# Start of Available records

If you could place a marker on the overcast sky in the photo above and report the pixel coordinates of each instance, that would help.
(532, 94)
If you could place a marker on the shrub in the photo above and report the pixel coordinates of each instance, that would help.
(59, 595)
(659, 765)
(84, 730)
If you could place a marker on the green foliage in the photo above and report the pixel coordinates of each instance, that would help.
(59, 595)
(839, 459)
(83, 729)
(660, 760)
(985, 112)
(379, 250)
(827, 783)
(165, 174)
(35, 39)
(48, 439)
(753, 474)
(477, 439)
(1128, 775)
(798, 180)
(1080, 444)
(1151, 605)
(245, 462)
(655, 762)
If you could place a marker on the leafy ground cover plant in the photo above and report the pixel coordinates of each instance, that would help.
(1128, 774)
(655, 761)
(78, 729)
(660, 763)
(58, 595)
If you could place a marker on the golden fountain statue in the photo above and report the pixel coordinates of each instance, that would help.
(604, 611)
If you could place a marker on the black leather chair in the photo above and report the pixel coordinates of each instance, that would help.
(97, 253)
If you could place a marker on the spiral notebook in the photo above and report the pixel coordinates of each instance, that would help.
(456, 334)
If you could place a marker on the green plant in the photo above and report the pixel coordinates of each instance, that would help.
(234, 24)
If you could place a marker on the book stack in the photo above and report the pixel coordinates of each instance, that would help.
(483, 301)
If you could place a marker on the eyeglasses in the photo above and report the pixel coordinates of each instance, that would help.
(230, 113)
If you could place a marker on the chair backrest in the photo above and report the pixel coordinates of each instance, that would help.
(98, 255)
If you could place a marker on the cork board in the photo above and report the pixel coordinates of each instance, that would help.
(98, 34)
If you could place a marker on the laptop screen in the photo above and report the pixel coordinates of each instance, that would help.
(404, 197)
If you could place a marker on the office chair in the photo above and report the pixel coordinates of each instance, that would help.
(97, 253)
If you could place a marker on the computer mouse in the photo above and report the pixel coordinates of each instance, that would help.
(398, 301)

# End of Available records

Convert the lines above into a two-column CSV with the headers line and points. Give one row for each line that is followed by coordinates, with the line's text in the first quoted field and all of its coordinates in the second quoted field, replacing any line breaks with spaces.

line,points
"If you could place a marker on the overcast sky in the photo above and report the pixel coordinates of each instance, that would help.","(532, 94)"
"If you could place a marker on the shrub in the photo above and report the pixel coordinates of each instance, that would help.","(59, 595) (659, 765) (84, 730)"
"If you could place a marker on the green foliage in the photo above and report the pixel coordinates of each instance, that would help.","(59, 595) (839, 459) (83, 729) (660, 760) (985, 112) (379, 250) (827, 783) (165, 174) (35, 39) (48, 439) (753, 474) (477, 439) (1128, 775) (798, 180) (1080, 444) (1151, 605) (245, 462) (655, 762)"
"If you could place a marker on the leafy ground cover plant in the photo above and report the pixel coordinates of each instance, that would help.","(1128, 774) (655, 761) (78, 729) (660, 763) (58, 595)"
"If you could place a marker on the golden fountain statue in the photo above and report the pixel coordinates of each instance, that would help.","(604, 611)"
"If you could place a marker on the black leather chair in the photo above and report the pixel coordinates of each instance, that would help.","(97, 253)"
"If you could place a marker on the spiral notebook in the photo above and report the pixel coordinates of each instance, that would help.","(456, 334)"
"If you could place a marker on the green plant in the photo above and report the pixel coordinates of each instance, that would help.","(234, 24)"
"If you could place a marker on the book stack in the photo above and report the pixel coordinates of each instance, that would help.","(483, 301)"
"If you could place a marker on the eyeglasses in the photo above and report the pixel coordinates of each instance, that would help.","(230, 113)"
"If you could place a marker on the chair backrest in the photo above and report the pixel coordinates of each instance, that would help.","(98, 255)"
"If you could place a marker on the cork board in the photo above and report the pixel coordinates of each instance, that would help.","(98, 34)"
"If you could place a marker on the laptop screen in the photo above and report the pixel coordinates of each instance, that would help.","(404, 197)"
"If you could place a marker on the office chair in the photo above and report the pixel coordinates of each instance, that would help.","(97, 253)"
"If you could place a marker on the computer mouse in the photo above and report the pixel coordinates of each instance, that would help.","(398, 301)"